§ **DOCUMENT SEGMENT**:
Object Clustering in Linked Data using Centrality (Full Paper)
SPEAKER: unknown
ABSTRACT. The volume of linked data is growing continuously. Large-scale linked data, such as DBpedia, is becoming a challenge to many Semantic Web tasks. While clustering of graphs has been deeply researched in network science and machine learning, not many researches are carried on clustering in linked data. To identify this meta-structure in large-scale linked data, the scalability of clustering should be considered. In this paper, we propose a scalable approach of centrality-based clustering, which works on a model of Object Graph derived from RDF graph. Centrality of objects is calculated as indicators for clustering. Both relational and linguistic closeness among objects are considered in clustering to produce coherent clusters.
Research on Knowledge Fusion Connotation and Process Model (Full Paper)
SPEAKER: unknown
ABSTRACT. The emergence of big-data brings diversified structures and constant growths of knowledge. The objective of knowledge fusion (KF) research is to integrate, discover and exploit valuable knowledge from distributed, heterogeneous and autonomous knowledge sources, which is the necessary prerequisite and effective approach to implement knowledge services. In order to apply KF practice, this paper firstly discusses KF connotations in terms of analyzing the relations and differences among various notions, i.e. knowledge fusion, knowledge integration, information fusion and data fusion. Then, based on knowledge representation methods using ontology, this paper investigates several KF implementation patterns and provides two types of dimensional KF process models oriented to demands of knowledge services.

(Data drawn from a collection)
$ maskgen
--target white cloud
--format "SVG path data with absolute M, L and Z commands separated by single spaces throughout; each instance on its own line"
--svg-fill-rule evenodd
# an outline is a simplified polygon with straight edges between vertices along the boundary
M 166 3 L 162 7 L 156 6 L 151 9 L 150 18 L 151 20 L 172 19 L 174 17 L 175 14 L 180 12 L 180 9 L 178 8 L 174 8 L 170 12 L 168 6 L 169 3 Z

§ **ACTIONS TO TAKE**:
(A) Copy out everything in the conference abstracts from "Object Clustering in" down to "Model (Full Paper)".
(B) Write what comes next in the conference abstracts, picking up after their last sentence.
The material above stands apart from the conference abstracts.

§ **ANSWERS**:
(A)
Object Clustering in Linked Data using Centrality (Full Paper)
SPEAKER: unknown
ABSTRACT. The volume of linked data is growing continuously. Large-scale linked data, such as DBpedia, is becoming a challenge to many Semantic Web tasks. While clustering of graphs has been deeply researched in network science and machine learning, not many researches are carried on clustering in linked data. To identify this meta-structure in large-scale linked data, the scalability of clustering should be considered. In this paper, we propose a scalable approach of centrality-based clustering, which works on a model of Object Graph derived from RDF graph. Centrality of objects is calculated as indicators for clustering. Both relational and linguistic closeness among objects are considered in clustering to produce coherent clusters.
Research on Knowledge Fusion Connotation and Process Model (Full Paper)

(B)
E-SKB: A Semantic Knowledge Base for Emergency (Short Paper)
SPEAKER: unknown
ABSTRACT. Although the number of knowledge bases in Linked Open Data has grown explosively, there are few knowledge bases about emergency, an important issue in the area of social management. In this paper, we introduce a semantic knowledge base of emergency, extracted from an authoritative website. According to the characteristics of the website, a framework is suggested to convert web into RDF. In order to help researchers acquire more knowledge, we follow the publishing rules of Linked Open Data—not only using URIs to label the objects in the semantic knowledge base, but also providing links to DBpedia. Finally, we employ Sesame to store and publish the semantic knowledge base, and develop a query interface to retrieve the knowledge base with SPARQL.